## TASK OBJECTIVE
Your answer must be an exact copy of the listing below.

## EXTRACTED RECORDS
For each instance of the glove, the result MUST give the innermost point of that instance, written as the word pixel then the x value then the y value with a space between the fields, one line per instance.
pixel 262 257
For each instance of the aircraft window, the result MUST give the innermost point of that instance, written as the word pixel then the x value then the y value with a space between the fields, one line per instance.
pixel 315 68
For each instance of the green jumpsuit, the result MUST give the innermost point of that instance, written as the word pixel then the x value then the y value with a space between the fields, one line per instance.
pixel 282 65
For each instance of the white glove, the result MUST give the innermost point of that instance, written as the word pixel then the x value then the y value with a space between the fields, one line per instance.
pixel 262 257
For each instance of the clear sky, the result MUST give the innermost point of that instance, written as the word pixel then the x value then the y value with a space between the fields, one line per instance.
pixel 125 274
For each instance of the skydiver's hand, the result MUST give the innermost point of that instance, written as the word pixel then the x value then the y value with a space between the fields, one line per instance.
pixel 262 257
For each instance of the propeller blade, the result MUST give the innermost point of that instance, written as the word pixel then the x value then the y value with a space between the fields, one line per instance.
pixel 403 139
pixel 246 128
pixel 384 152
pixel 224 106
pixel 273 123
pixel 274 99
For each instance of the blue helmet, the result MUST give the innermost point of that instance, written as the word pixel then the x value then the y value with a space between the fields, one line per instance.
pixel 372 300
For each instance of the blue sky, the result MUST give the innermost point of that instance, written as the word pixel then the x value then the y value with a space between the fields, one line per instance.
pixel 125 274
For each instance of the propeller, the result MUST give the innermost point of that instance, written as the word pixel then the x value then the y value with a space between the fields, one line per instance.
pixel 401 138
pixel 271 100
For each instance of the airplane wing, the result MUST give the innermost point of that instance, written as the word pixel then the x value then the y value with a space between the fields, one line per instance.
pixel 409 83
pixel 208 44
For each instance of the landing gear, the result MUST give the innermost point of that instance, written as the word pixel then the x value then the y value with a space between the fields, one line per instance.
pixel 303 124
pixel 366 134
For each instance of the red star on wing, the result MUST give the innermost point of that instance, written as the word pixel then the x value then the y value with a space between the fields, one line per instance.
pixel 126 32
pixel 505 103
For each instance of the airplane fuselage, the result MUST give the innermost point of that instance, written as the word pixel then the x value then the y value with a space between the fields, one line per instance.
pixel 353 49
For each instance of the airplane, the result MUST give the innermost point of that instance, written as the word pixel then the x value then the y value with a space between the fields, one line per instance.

## ANSWER
For each instance of the glove, the result MUST give the innermost point of that instance, written as the word pixel then the x value then the y value with a space between the fields, one line per instance.
pixel 262 257
For each instance of the aircraft window, the result MUST give the innermost point of that instance, written as the word pixel then the x value then the y value with a space between the fields, one line per instance.
pixel 315 68
For each instance of the green jumpsuit, the result MUST give the innermost point of that instance, written as the word pixel then the x value then the y value with a space between the fields, one line per instance.
pixel 282 65
For each instance of the white glove, the result MUST give the innermost point of that instance, written as the word pixel then the x value then the y value with a space between the fields, one line per instance.
pixel 262 257
For each instance of the clear sky, the result MUST give the innermost point of that instance, written as the word pixel then the x value then the y value with a space between the fields, one line per instance.
pixel 125 274
For each instance of the skydiver's hand, the result MUST give the innermost point of that instance, written as the word pixel then the x value then the y value with a space between the fields, one line per instance.
pixel 262 257
For each instance of the propeller blade, the result MUST give the innermost point of that instance, written as the word pixel then the x value then the y value with a space between the fields, one line per instance.
pixel 403 139
pixel 246 128
pixel 384 152
pixel 224 106
pixel 273 123
pixel 274 99
For each instance of the blue helmet, the result MUST give the innermost point of that instance, written as the word pixel then the x value then the y value with a space between the fields, one line per instance.
pixel 372 300
For each instance of the blue sky, the result MUST give the innermost point of that instance, written as the word pixel then the x value then the y value with a space between the fields, one line per instance.
pixel 125 274
For each instance of the propeller, the result MUST give the innermost point of that instance, written as the word pixel then the x value then the y value with a space between the fields, one line per instance.
pixel 401 138
pixel 271 100
For each instance of the airplane wing, the result MUST give the innermost point of that instance, written as the word pixel then the x value then the y value with a space between the fields, one line per instance.
pixel 409 83
pixel 208 44
For each instance of the landing gear, the result MUST give the innermost point of that instance, written as the word pixel then the x value then the y value with a space between the fields, one line per instance.
pixel 303 124
pixel 366 134
For each instance of the red star on wing, the result MUST give the innermost point of that instance, written as the word pixel then the x value then the y value with a space between the fields, one line per instance.
pixel 126 32
pixel 505 103
For each instance of the airplane fuselage, the result MUST give the innermost point of that instance, written as the word pixel then the x value then the y value with a space between the fields, one line per instance.
pixel 353 49
For each instance of the airplane, the result MUST give the innermost point of that instance, written as the word pixel then the x value then the y value with a space between the fields, one line per instance.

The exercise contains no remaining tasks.